TEXT SHOWN:
——
0

I have a Pandas DF where 1 column contains a single int, and the other column contains anywhere from 2 to 50 ints.

Here is an example below

           EmbedID                          MappedC
1911    3096611        [610580, 1396024, 1383000, 2480745, 751823, 97...
1912    3096612        [365607, 917990]
1913    3096613      [1067171, 638200, 2192752, 1609109, 1984544, 3...
1914    3096614       [521163, 217279, 347655]
1915    3096615      [1139429, 1254616, 3034840, 2312074, 68243]

The numbers EmbedIDserves as the label, and two random numbers chosen from the MappedC column serves as the corresponding input numbers .

What's the best way to convert this into a tf.record file?

I see guides for converting a single numpy column to a tf.record file, such as these

https://gist.github.com/swyoon/8185b3dcf08ec728fb22b99016dd533f

Numpy to TFrecords: Is there a more simple way to handle batch inputs from tfrecords?
——
Resume the forum post above about converting a Pandas DataFrame into a tf.record file, picking up right after its last line.

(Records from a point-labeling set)
——
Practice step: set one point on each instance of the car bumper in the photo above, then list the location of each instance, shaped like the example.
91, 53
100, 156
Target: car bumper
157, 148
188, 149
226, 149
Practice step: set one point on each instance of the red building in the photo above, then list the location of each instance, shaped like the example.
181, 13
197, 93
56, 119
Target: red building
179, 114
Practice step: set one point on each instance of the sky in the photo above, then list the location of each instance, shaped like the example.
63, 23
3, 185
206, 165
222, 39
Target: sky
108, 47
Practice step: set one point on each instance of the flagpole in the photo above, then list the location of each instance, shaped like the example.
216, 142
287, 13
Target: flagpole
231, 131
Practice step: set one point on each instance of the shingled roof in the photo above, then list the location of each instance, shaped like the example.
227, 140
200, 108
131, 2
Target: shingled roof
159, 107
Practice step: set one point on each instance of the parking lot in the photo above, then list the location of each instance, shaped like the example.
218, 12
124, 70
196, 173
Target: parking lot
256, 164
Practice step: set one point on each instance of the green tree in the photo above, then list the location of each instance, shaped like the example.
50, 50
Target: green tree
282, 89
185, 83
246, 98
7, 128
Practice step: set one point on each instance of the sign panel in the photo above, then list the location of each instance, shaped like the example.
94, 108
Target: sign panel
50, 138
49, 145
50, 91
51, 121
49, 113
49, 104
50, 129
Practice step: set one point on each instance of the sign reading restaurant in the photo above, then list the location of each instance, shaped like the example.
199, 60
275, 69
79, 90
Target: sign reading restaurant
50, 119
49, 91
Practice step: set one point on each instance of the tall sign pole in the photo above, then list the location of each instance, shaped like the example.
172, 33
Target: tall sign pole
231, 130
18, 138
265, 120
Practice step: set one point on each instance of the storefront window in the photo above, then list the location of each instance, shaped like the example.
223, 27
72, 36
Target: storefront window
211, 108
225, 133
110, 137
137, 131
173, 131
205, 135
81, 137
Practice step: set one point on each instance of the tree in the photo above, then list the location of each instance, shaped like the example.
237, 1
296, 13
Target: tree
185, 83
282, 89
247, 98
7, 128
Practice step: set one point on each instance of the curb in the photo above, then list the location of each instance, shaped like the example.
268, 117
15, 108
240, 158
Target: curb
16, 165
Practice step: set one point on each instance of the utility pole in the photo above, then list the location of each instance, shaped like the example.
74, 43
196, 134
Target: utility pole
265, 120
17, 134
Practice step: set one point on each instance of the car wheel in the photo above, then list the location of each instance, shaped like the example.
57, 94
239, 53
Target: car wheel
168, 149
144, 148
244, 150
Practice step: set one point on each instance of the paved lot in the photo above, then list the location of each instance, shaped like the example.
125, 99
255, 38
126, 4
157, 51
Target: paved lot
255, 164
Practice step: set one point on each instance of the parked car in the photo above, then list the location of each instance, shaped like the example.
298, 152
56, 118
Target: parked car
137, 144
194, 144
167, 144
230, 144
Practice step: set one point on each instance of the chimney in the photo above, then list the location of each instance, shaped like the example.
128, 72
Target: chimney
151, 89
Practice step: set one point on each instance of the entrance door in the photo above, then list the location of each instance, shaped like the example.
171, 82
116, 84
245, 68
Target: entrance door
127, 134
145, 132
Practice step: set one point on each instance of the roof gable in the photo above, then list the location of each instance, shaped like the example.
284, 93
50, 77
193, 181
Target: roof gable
——
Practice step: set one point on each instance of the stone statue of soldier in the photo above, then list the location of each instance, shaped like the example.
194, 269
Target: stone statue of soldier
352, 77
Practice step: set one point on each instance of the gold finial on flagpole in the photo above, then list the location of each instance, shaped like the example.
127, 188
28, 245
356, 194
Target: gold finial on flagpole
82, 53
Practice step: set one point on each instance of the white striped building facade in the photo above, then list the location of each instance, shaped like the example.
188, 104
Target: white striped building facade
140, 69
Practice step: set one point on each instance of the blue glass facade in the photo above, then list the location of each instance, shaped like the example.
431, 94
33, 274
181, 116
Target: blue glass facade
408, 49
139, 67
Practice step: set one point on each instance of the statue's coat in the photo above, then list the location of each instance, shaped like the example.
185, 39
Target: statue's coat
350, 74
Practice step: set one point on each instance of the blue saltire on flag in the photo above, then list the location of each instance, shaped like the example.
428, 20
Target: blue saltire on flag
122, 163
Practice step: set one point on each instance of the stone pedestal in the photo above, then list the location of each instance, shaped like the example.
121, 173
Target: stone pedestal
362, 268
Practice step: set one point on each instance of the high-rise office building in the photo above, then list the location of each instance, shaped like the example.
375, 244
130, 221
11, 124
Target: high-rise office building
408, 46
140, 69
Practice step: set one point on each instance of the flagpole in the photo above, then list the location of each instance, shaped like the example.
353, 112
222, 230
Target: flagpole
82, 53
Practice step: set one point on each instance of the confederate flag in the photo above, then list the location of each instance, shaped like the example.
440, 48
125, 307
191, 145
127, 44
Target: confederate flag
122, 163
——
RESULT FOR THIS EXERCISE:
http://www.machinelearninguru.com/deep_learning/tensorflow/basics/tfrecord/tfrecord.html

However, they all have trouble when the column / array has a varying number of ints.

Edit:

If this changes anything, here is more details about what exactly I am doing with the data.

For training on Tensorflow, the single int column contains an index for a vector in an embedding matrix. That vector will be used as the label.

The column with multiple ints have the 'input data'. For each label from the column containing a single int, 2 numbers will be chosen at random from the column containing multiple ints.

I am basically doing a word2vec Cbow type of training

SantoshGupta7
  • 5,607
  • 14
  • 58
  • 116
  • Are you happy to just take the first two values from MappedC as your two "random" values, or do you actually need random selection? If you do need randomization, should it be possible to select the same MappedC value twice, or not? – John Zwinck Oct 28 '18 at 04:35
  • I'll need to take a random selection from MappedC . For your second question, actually I haven't thought of the possibilities to take the same MappedC value on a different epochs . . .if possible I would prefer to take different values for each epoch until all the values have been used, and then it starts over again. – SantoshGupta7 Oct 28 '18 at 04:43

1 Answers1

2

First, shuffle your MappedC values:

import random
df.MappedC.apply(random.shuffle)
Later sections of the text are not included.